— Source text —
Protein fragmentation

This module is designed to fragment a given protein into smaller, manageable sections or fragments, ideal for use in AlphaFold predictions. It employs a strategy that initially identifies and handles long domains within the protein and then fragments the remaining protein sections. The module ensures that each fragment is within specified size limits where possible, overlapping fragments within specified boundaries.

Functions:
  • fragment_protein: Fragments a given protein into smaller sections based on specified parameters.

Dependencies:
  • time: Used for setting a time limit for recursive fragmentation.

  • .fragmentation_methods.validate_fragmentation_parameters: Validates the parameters used for protein fragmentation.

  • .fragmentation_methods.recursive_fragmentation: Used for recursively fragmenting protein sections that are not classified as long domains.

  • .fragmentation_methods.merge_overlapping_domains: Merges overlapping domains within a list of domains, and outputs as a new list

  • .long_domains.handle_long_domains: Handles the fragmentation of long domains within the protein.

  • .fragmentation_methods.break_in_half: Splits a protein or subsection in half

alphafragment.fragment_protein.fragment_protein(protein, length=None, overlap=None, len_increase=10, time_limit=0.1)

Fragments a given protein into smaller, manageable sections. Initially, it identifies long domains within the protein and organizes fragments around these. Subsequently, it fragments the remaining protein sections. This function is designed to ensure each fragment falls within the specified size limits (where possible - long domains will always have fragments above the max length, and max length will be increased if a solution cannot be found). Protein fragments overlap within specified boundaries. Uses a time limit for recursive fragmentation to prevent infinite loops.

— Data for analysis —
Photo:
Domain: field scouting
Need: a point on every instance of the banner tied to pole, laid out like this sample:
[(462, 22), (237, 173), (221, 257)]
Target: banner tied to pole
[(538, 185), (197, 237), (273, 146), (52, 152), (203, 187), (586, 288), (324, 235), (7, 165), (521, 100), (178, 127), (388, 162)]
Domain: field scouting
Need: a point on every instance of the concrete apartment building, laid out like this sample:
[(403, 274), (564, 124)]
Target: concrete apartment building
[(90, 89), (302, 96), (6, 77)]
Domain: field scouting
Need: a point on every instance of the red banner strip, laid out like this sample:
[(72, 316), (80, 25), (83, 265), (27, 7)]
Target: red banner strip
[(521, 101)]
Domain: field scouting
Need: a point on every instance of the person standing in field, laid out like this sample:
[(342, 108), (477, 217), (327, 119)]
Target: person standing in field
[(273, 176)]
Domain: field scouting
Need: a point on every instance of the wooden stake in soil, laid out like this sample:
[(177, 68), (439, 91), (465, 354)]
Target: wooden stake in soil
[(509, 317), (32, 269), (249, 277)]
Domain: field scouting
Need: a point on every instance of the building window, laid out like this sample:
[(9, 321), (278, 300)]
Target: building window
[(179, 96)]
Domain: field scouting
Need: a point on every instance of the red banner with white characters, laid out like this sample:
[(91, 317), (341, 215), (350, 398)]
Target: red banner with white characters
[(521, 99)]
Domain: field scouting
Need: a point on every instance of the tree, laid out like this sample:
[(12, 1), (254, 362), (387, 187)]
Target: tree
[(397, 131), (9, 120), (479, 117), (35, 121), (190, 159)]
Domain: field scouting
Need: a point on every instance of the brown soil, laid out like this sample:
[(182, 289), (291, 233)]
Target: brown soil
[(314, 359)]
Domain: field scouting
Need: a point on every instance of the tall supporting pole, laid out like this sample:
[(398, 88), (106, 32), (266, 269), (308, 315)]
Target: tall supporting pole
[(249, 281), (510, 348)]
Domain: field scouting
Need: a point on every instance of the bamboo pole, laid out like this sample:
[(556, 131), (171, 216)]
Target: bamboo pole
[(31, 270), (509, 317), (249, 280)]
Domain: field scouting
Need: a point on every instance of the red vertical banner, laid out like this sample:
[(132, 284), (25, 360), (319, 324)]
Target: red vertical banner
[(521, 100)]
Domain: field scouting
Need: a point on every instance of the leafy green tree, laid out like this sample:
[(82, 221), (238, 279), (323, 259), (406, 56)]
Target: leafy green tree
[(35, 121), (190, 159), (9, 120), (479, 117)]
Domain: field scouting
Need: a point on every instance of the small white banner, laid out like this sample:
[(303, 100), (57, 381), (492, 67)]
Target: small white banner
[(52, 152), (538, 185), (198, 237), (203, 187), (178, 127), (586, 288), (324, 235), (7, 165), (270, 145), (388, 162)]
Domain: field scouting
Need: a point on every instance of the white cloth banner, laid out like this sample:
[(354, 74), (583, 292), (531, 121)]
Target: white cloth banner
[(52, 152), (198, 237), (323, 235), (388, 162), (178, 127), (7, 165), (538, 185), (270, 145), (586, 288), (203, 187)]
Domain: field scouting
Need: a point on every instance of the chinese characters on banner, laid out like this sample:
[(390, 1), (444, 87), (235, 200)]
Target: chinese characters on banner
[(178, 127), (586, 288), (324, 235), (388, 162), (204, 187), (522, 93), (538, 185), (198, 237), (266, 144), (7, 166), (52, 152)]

— What to produce —
Proceed with the protein fragmentation documentation from its last sentence, continuing its description of the fragment_protein function.

— Answer section —
Parameters:
  • protein (Protein): The protein object to be fragmented, containing domain and sequence information.

  • length (dict, optional): Dictionary containing the ideal, minimum, and maximum length values, in the format: {‘min’: min_len, ‘ideal’: ideal_len, ‘max’: max_len} where min_len, ideal_len, and max_len are all integers, with min_len <= ideal_len <= max_len. Default is None, in which case the default values are used

  • overlap (dict, optional): Dictionary containing the ideal, minimum, and maximum overlap values, in the format: {‘min’: min_overlap, ‘ideal’: ideal_overlap, ‘max’: max_overlap} where min_overlap, ideal_overlap and max_overlap are all integers, with min_overlap <= ideal_overlap <= max_overlap. Default is None, in which case the default values are used

  • len_increase (int, optional): The amount by which to incrementally increase the maximum fragment length if a solution cannot be found. Default is 10.

  • time_limit (float, optional): The maximum time allowed for recursive fragmentation, in seconds.

Returns:
  • list of tuples: A sorted list of tuples, where each tuple represents a fragment with its start and end positions within the protein sequence.